Data records:
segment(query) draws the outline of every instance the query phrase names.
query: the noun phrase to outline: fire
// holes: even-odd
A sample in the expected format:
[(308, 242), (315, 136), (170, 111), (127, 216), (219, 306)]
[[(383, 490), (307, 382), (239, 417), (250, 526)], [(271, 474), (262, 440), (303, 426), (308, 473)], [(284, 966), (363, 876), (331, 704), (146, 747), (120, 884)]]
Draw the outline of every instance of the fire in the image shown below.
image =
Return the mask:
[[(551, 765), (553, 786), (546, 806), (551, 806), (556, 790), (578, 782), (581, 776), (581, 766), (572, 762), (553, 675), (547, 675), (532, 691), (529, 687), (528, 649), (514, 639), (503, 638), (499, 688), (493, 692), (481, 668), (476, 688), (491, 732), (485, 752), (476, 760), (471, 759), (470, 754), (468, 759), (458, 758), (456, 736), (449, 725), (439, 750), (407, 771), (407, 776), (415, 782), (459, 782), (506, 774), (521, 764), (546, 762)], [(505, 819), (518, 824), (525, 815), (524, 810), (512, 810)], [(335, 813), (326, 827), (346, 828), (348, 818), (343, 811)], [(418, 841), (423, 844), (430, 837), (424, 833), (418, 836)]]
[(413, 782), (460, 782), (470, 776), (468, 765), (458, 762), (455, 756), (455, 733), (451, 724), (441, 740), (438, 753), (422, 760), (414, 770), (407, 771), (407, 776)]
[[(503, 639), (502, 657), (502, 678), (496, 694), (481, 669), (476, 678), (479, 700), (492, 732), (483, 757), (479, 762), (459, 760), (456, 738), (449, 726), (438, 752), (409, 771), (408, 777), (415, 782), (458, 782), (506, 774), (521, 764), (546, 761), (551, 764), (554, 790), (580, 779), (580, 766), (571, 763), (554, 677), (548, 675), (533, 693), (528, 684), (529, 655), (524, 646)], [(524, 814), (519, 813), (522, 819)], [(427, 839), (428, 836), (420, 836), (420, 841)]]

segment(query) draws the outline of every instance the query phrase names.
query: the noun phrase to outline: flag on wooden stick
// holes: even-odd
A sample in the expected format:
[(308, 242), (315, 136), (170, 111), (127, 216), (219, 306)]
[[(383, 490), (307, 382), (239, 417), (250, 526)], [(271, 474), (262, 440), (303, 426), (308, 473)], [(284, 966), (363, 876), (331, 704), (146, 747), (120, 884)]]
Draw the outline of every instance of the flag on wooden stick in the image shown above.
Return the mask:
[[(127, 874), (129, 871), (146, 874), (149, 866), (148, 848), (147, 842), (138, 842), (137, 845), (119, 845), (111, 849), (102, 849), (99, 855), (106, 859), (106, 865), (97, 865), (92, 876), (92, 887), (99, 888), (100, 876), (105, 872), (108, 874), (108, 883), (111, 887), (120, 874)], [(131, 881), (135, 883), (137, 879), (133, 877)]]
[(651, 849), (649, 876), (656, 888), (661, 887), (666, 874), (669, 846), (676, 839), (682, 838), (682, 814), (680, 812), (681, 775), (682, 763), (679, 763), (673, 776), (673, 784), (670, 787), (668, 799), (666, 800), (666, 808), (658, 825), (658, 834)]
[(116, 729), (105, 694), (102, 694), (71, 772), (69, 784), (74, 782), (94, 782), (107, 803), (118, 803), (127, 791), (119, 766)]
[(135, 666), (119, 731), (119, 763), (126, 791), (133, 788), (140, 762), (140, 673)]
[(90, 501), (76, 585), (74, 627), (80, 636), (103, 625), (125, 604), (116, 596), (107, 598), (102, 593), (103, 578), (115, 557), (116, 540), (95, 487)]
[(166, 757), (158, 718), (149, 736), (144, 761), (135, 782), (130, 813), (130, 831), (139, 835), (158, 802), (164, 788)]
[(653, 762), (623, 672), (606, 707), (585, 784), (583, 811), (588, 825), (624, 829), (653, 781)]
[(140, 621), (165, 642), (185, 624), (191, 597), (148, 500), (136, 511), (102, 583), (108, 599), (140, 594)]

# Your objective
Take the material above and return all of it exactly.

# Problem solution
segment(query) draws the outline of every instance the query phrase names.
query: the noun phrase to outline: fire
// holes: even-odd
A sample in the expected format:
[(308, 242), (315, 136), (170, 111), (127, 216), (219, 306)]
[[(383, 490), (307, 382), (239, 417), (250, 526)], [(271, 474), (262, 440), (303, 426), (308, 473)], [(284, 966), (363, 876), (331, 704), (146, 747), (120, 884)]]
Draw the outline of every instance of the fire in the image shown below.
image =
Return the mask:
[[(551, 765), (553, 786), (546, 806), (551, 806), (556, 790), (578, 782), (581, 776), (581, 766), (572, 762), (553, 675), (547, 675), (532, 691), (529, 687), (528, 649), (514, 639), (503, 638), (499, 688), (493, 692), (481, 668), (476, 688), (491, 732), (485, 752), (476, 760), (471, 759), (470, 754), (468, 759), (458, 758), (456, 736), (449, 725), (439, 750), (407, 771), (407, 776), (415, 782), (459, 782), (506, 774), (521, 764), (546, 762)], [(505, 819), (518, 824), (525, 815), (524, 810), (512, 810)], [(335, 813), (326, 827), (346, 828), (348, 818), (343, 811)], [(418, 841), (423, 844), (430, 837), (424, 833), (418, 836)]]
[(413, 782), (460, 782), (470, 776), (468, 765), (458, 762), (455, 756), (455, 733), (451, 724), (441, 740), (438, 753), (422, 760), (414, 770), (407, 771), (407, 776)]
[[(503, 639), (502, 657), (502, 678), (496, 694), (481, 669), (476, 678), (479, 700), (492, 732), (483, 757), (479, 762), (459, 760), (456, 738), (449, 726), (438, 752), (409, 771), (408, 777), (415, 782), (458, 782), (506, 774), (521, 764), (546, 761), (551, 764), (554, 790), (580, 779), (580, 766), (571, 763), (554, 677), (548, 675), (533, 693), (528, 684), (529, 655), (524, 646)], [(524, 814), (519, 813), (522, 819)], [(427, 839), (428, 836), (420, 836), (420, 841)]]

segment(query) draws the outline of every instance the query phrase names.
query: the noun phrase to outline: flag on wooden stick
// holes: even-odd
A sample in the expected format:
[(308, 242), (315, 136), (170, 111), (127, 216), (219, 306)]
[[(383, 490), (307, 382), (239, 417), (250, 526)], [(271, 474), (262, 440), (303, 426), (308, 473)], [(284, 966), (363, 876), (331, 704), (146, 747), (120, 884)]]
Draw the outline of every instance of the flag on wooden stick in the image shown above.
Return the mask:
[[(127, 874), (129, 871), (146, 874), (149, 866), (148, 848), (147, 842), (138, 842), (137, 845), (119, 845), (111, 849), (102, 849), (99, 855), (106, 859), (106, 865), (97, 865), (92, 876), (92, 887), (99, 888), (100, 876), (105, 872), (108, 874), (108, 883), (111, 887), (120, 874)], [(131, 881), (135, 883), (137, 879), (133, 877)]]
[(651, 849), (649, 876), (656, 888), (661, 887), (666, 874), (669, 846), (676, 839), (682, 838), (682, 814), (680, 812), (681, 775), (682, 763), (679, 763), (673, 776), (673, 784), (670, 787), (668, 799), (666, 800), (666, 808), (658, 825), (658, 834)]
[(116, 729), (105, 694), (102, 694), (71, 772), (69, 784), (74, 782), (94, 782), (107, 803), (118, 803), (127, 791), (119, 766)]
[(135, 666), (119, 731), (119, 763), (126, 791), (133, 788), (140, 762), (140, 673)]
[(90, 501), (76, 585), (74, 627), (80, 636), (103, 625), (125, 604), (116, 596), (107, 598), (102, 593), (103, 578), (115, 557), (116, 540), (95, 487)]
[(166, 757), (158, 718), (149, 736), (144, 761), (135, 782), (130, 813), (130, 831), (139, 835), (158, 802), (164, 788)]
[(653, 762), (623, 672), (606, 707), (585, 784), (583, 811), (588, 825), (624, 829), (653, 781)]
[(140, 621), (165, 642), (185, 624), (191, 597), (148, 500), (136, 511), (102, 583), (108, 599), (140, 594)]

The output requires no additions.